++++ Source passage

Border Patrol statistics obtained by USA Today’s Lauren Villagrán point to 61,325 apprehensions of migrants in July, including about 5,000 people taken into custody at ports of entry without CBP One appointments. This number, which aligns with early-August reports of about 57,000 Border Patrol apprehensions between ports of entry last month, is the fewest recorded at the U.S.-Mexico border since September 2020. CBP has not yet posted July migration data.

Villagrán visited the largest shelter for released migrants in the El Paso area, where most occupants are people who had CBP One appointments at ports of entry. Border Patrol drop-offs of migrants who crossed the border without inspection—and are mostly banned from seeking asylum under a June 2024 Biden administration rule—are down to “single digits” per day.

Villagrán, Anna Giaritelli of the Washington Examiner, and Didi Martinez and Laura Strickler of NBC News reported that the drop in migration has nearly stalled Texas Gov. Greg Abbott’s (R) program of busing released migrants, without advance coordination, to U.S. cities governed by Democratic mayors.

Border Report’s Sandra Sanchez covered a training in Eagle Pass of volunteers helping to identify deceased migrants. A mobile morgue run by the sheriff’s department in Maverick County, which includes Eagle Pass, currently holds over 40 unidentified remains; the county lacks a medical examiner. Some remains have been in the morgue since 2020.

President Biden spoke with Panama’s new president, José Raúl Mulino, on August 14. They “discussed joint efforts to address the challenges stemming from irregular migration through Panama, including the regularization of migrant populations and increased humane enforcement efforts.”

A host of senior Customs and Border Protection (CBP) and Department of Homeland Security (DHS) officials will be speaking at a “Border Technology Summit” in San Diego on September 24-25. The event encourages networking between border law enforcement management and private corporations seeking to sell technology and services. Admission for government and military employees is $49; the fee for foreign governments, academics, and non-profits is $1,195 (currently discounted to $995).

Analyses and Feature Stories

At the Border Chronicle, Todd Miller took stock of the Kamala Harris campaign’s recent tough talk about border security and migration, including pledges to maintain asylum curbs and hire more Border Patrol agents.

The BBC looked at Donald Trump’s promise of mass deportation of migrants from the United States, and at his running mate J.D. Vance’s suggestion, “Let’s start with one million.” The analysis pointed to many potential obstacles, from law to logistics to public outrage.

The Associated Press reported from Peru, Chile, and Colombia about those countries’ expectation of a new wave of Venezuelan migration following the July 28 presidential elections’ fraudulent and repressive result. The Miami Herald reported on an August 8-11 Meganálisis poll of 1,007 Venezuelans, which found more than 40 percent are considering fleeing. (It also found that 93 percent of Venezuelans do not believe that Nicolás Maduro won the election.)

++++++++
++++ Dataset records

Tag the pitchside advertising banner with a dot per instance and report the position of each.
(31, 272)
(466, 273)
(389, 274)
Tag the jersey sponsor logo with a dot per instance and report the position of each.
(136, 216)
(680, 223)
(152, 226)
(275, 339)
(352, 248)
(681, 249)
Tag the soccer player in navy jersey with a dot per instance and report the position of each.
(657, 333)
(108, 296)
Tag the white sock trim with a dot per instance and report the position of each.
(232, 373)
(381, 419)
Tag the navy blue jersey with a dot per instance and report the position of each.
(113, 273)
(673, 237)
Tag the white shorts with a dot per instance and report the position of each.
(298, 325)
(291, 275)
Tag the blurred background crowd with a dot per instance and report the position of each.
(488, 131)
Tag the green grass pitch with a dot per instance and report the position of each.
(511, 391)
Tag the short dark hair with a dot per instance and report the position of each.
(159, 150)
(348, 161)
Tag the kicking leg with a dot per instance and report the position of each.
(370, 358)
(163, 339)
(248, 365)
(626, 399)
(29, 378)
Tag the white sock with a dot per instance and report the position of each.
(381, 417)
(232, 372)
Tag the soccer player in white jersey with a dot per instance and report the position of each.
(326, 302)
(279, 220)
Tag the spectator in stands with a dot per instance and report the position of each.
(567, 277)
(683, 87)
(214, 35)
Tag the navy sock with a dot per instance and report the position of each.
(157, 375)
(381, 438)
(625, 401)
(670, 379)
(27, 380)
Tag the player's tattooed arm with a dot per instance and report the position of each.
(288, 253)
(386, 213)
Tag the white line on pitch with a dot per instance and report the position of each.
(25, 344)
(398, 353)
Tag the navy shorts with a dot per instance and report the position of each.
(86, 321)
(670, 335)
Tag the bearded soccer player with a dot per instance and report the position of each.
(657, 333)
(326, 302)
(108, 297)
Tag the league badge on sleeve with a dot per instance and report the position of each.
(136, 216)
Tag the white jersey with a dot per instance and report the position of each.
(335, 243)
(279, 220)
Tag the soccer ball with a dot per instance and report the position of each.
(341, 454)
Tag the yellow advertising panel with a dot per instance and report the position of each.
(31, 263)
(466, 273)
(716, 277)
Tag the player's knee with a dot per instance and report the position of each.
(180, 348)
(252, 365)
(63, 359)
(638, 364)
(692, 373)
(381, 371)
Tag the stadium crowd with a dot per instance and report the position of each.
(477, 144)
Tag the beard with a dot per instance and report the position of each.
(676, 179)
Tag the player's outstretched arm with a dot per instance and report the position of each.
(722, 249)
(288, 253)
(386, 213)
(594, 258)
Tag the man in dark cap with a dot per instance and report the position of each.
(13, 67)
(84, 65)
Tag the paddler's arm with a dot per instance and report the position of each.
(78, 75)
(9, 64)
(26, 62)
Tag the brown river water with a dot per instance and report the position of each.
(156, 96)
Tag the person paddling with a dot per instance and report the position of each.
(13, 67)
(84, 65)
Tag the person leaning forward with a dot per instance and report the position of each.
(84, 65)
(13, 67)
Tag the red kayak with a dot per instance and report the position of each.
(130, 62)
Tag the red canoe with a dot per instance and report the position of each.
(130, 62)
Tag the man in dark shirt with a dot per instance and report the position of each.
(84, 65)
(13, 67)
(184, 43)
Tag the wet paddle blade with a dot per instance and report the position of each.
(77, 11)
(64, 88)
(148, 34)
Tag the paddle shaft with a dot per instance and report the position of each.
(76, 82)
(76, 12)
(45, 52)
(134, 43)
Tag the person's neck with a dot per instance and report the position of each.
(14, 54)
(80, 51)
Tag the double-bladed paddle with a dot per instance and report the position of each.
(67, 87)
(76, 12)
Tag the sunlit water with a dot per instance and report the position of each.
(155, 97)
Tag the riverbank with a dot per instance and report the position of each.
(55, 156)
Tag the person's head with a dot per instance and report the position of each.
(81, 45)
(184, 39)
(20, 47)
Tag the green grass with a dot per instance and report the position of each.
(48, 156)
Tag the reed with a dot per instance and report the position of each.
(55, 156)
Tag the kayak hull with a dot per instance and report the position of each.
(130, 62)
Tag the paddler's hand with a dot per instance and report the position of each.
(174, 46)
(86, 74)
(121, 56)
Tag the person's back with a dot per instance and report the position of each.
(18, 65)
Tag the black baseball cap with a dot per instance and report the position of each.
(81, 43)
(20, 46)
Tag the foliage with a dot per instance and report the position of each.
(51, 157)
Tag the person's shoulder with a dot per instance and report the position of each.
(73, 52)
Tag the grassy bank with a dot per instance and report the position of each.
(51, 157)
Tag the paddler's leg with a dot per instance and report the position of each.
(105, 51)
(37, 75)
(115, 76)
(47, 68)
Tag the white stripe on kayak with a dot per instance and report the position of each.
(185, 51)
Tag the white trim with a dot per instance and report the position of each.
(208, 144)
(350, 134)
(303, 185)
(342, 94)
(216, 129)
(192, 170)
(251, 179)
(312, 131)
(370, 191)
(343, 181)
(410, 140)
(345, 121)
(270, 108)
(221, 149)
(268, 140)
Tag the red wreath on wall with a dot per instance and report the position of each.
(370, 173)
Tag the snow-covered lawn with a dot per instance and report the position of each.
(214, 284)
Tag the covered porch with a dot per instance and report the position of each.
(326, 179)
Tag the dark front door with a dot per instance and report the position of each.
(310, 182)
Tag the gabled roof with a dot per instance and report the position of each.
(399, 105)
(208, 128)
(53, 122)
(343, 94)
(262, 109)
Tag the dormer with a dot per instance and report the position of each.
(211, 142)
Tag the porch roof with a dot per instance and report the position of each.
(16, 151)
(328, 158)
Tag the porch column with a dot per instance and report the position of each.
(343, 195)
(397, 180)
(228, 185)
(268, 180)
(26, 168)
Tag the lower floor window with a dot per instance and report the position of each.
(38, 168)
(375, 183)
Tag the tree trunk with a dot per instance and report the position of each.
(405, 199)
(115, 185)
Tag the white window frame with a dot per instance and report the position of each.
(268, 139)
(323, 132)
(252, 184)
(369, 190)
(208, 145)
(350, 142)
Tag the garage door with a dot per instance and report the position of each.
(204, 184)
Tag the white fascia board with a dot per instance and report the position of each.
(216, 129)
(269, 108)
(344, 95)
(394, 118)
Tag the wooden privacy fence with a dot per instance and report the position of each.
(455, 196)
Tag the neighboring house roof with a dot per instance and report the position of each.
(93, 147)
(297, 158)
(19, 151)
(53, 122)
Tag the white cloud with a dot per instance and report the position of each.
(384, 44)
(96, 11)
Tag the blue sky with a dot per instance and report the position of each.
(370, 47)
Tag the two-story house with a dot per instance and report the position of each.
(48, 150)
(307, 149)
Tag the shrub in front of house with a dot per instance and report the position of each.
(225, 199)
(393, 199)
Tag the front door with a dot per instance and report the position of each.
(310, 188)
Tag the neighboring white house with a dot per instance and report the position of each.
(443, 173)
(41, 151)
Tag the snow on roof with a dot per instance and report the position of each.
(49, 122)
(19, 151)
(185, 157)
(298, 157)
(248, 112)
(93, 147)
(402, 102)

++++++++

Task set:
- a) Copy everything in the border news roundup from "At the Border" down to "Border Patrol agents.", word for word.
- b) Answer these from the border news roundup:
(i) How many migrant apprehensions in July do the Border Patrol statistics point to?
(ii) Who is the new president of Panama that President Biden spoke with on August 14?
(iii) How many Venezuelans did the August 8-11 Meganálisis poll survey?

Task results:
- a)
At the Border Chronicle, Todd Miller took stock of the Kamala Harris campaign’s recent tough talk about border security and migration, including pledges to maintain asylum curbs and hire more Border Patrol agents.

- b)
(i) 61,325
(ii) José Raúl Mulino
(iii) 1,007